-- EXTRACTED INFORMATION follows --

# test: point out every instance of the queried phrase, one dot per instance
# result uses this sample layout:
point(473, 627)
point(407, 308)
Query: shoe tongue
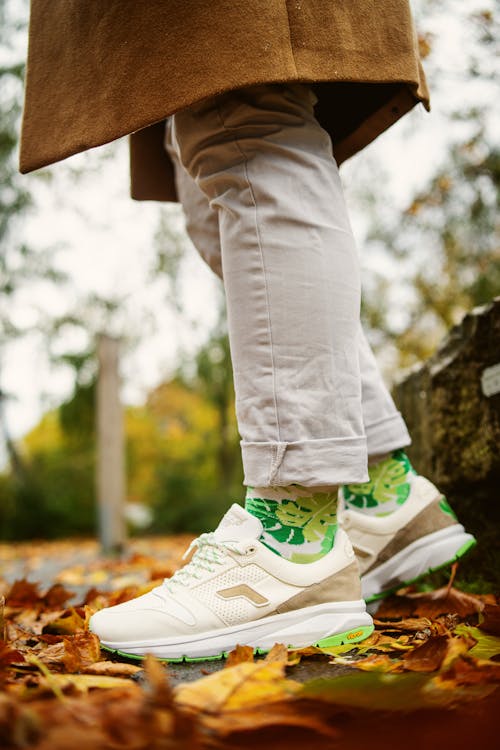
point(238, 525)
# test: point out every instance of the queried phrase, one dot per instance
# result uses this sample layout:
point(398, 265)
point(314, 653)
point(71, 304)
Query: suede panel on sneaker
point(339, 587)
point(430, 519)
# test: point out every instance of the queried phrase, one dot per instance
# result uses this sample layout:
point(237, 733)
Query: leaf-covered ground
point(428, 676)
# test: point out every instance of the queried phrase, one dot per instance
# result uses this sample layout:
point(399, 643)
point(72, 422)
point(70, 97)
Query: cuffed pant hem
point(311, 463)
point(387, 435)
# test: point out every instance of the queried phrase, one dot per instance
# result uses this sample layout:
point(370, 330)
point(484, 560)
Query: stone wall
point(452, 407)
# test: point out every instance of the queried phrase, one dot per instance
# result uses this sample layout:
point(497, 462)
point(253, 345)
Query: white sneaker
point(236, 591)
point(418, 538)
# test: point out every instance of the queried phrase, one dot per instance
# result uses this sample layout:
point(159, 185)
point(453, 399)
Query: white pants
point(264, 207)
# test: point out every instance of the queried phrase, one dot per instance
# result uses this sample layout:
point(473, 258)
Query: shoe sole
point(427, 555)
point(323, 625)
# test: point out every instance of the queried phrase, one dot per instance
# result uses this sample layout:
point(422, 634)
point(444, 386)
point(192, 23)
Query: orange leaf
point(238, 655)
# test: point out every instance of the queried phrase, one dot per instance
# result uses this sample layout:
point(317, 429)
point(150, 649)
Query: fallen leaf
point(23, 594)
point(3, 624)
point(112, 669)
point(428, 657)
point(486, 646)
point(238, 655)
point(430, 604)
point(80, 651)
point(246, 684)
point(57, 596)
point(490, 622)
point(73, 620)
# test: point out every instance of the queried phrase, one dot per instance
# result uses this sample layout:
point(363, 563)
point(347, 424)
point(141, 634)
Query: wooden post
point(110, 448)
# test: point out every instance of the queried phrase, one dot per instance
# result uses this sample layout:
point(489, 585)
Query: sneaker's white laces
point(210, 551)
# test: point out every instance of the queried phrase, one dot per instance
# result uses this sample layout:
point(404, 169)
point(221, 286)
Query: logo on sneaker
point(245, 592)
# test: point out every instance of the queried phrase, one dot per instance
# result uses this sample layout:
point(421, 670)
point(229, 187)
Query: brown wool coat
point(101, 69)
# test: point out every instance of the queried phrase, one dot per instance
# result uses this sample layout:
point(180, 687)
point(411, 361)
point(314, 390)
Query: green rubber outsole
point(387, 592)
point(349, 636)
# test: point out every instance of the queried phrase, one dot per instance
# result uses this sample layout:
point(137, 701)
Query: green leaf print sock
point(388, 489)
point(299, 522)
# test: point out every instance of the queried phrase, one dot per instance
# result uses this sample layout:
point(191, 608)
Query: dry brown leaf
point(57, 596)
point(112, 669)
point(430, 604)
point(491, 619)
point(428, 657)
point(81, 650)
point(71, 621)
point(238, 655)
point(71, 653)
point(288, 714)
point(9, 655)
point(244, 685)
point(410, 624)
point(373, 663)
point(23, 594)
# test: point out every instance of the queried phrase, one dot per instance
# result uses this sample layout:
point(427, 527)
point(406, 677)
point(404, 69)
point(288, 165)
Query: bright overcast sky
point(105, 245)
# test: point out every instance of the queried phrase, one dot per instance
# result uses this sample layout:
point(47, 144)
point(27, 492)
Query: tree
point(442, 250)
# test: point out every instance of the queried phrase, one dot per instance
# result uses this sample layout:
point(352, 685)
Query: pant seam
point(261, 252)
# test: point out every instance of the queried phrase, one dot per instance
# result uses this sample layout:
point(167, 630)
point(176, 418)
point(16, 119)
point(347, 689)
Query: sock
point(299, 522)
point(388, 489)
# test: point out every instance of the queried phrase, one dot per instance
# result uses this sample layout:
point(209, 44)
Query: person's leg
point(400, 524)
point(425, 534)
point(290, 271)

-- EXTRACTED INFORMATION concluded --

If a record contains a picture, leave the picture out and retype everything else exactly.

WRITTEN RESPONSE:
# test: point out every instance of the queried phrase, one dot per instance
# result uses this sample layout:
point(473, 627)
point(407, 308)
Query: shoe tongue
point(238, 525)
# test: point out every instance of the queried phrase, one dot per instance
# result uses this sample layout:
point(398, 265)
point(314, 653)
point(71, 304)
Query: suede panel on sneaker
point(339, 587)
point(430, 519)
# test: point out every instance of the queried phrase, one dot per instance
# result uses this sample layout:
point(237, 733)
Query: leaf-covered ground
point(428, 676)
# test: point out every instance of the queried phrase, one dot per instance
# result uses this sample layout:
point(399, 643)
point(72, 422)
point(70, 97)
Query: cuffed pant hem
point(311, 463)
point(387, 435)
# test: point out every instance of the queried phrase, one dot per instance
# result uses this sample layout:
point(370, 330)
point(484, 560)
Query: stone wall
point(452, 407)
# test: point out every instance of the queried phrase, one dot per instance
# result uses this sample layout:
point(497, 462)
point(253, 345)
Query: white sneaker
point(236, 591)
point(418, 538)
# test: point out every instance of the queried phrase, one dot per instance
# result uses this sample layout:
point(159, 185)
point(453, 399)
Query: white pants
point(264, 207)
# test: point out every instance of the queried phrase, one dot per instance
# result uses this sample layout:
point(473, 258)
Query: shoe sole
point(427, 555)
point(323, 625)
# test: point out every instance of the queried phrase, one dot per instance
# result uses this sample layout:
point(422, 634)
point(444, 386)
point(192, 23)
Query: orange leaf
point(238, 655)
# test: point out every instance of the queried phrase, one dot per instance
# result uses this sample layout:
point(317, 429)
point(150, 649)
Query: fallen leaf
point(23, 594)
point(3, 624)
point(112, 669)
point(428, 657)
point(486, 646)
point(238, 655)
point(430, 604)
point(80, 651)
point(246, 684)
point(57, 596)
point(490, 622)
point(73, 620)
# test: point out every instance of the queried phrase, one dot per instance
# result uses this sample layout:
point(363, 563)
point(347, 424)
point(141, 634)
Query: wooden post
point(110, 448)
# test: point out every instance of the queried phrase, one dot per instance
# result uses this sample layout:
point(489, 585)
Query: sneaker's white laces
point(210, 551)
# test: point out every instance of the queried phrase, one dot per instance
# result uses this sample layout:
point(404, 169)
point(221, 286)
Query: logo on sneaker
point(245, 592)
# test: point out every instance of the queried phrase, one dot per instance
# result uses this sample layout:
point(421, 670)
point(229, 187)
Query: brown wool coat
point(101, 69)
# test: point out every instance of the queried phrase, one dot per instance
# result uses this sample layout:
point(180, 687)
point(411, 361)
point(314, 390)
Query: green rubber outsole
point(387, 592)
point(349, 636)
# test: point out every instance of the queried phrase, one dot per instance
# result uses this sample layout:
point(137, 701)
Query: green leaf print sock
point(388, 489)
point(299, 522)
# test: point out every instance of the queried phrase, one dot per instance
# result uses this sample layout:
point(191, 608)
Query: dry brown leaf
point(57, 596)
point(112, 669)
point(430, 604)
point(491, 619)
point(428, 657)
point(81, 650)
point(71, 621)
point(238, 655)
point(71, 653)
point(288, 714)
point(9, 655)
point(244, 685)
point(410, 624)
point(373, 663)
point(23, 594)
# test: point out every instance of the queried phrase, one dot per instance
# result uses this sample layout:
point(427, 527)
point(406, 677)
point(404, 69)
point(288, 165)
Query: bright overcast sky
point(105, 245)
# test: point out every instance of the queried phrase, one dot per instance
# result uses this sample layout:
point(47, 144)
point(27, 492)
Query: tree
point(442, 250)
# test: point out every instance of the queried phrase, one dot per instance
# result uses this sample layout:
point(352, 685)
Query: pant seam
point(261, 252)
# test: point out every instance of the queried phrase, one dot per instance
# result uses this sample layout:
point(167, 630)
point(176, 418)
point(16, 119)
point(347, 689)
Query: sock
point(299, 522)
point(388, 489)
# test: point out every instance of the queried phrase, one dot per instance
# result uses this sample layout:
point(209, 44)
Query: person's leg
point(400, 524)
point(425, 534)
point(290, 271)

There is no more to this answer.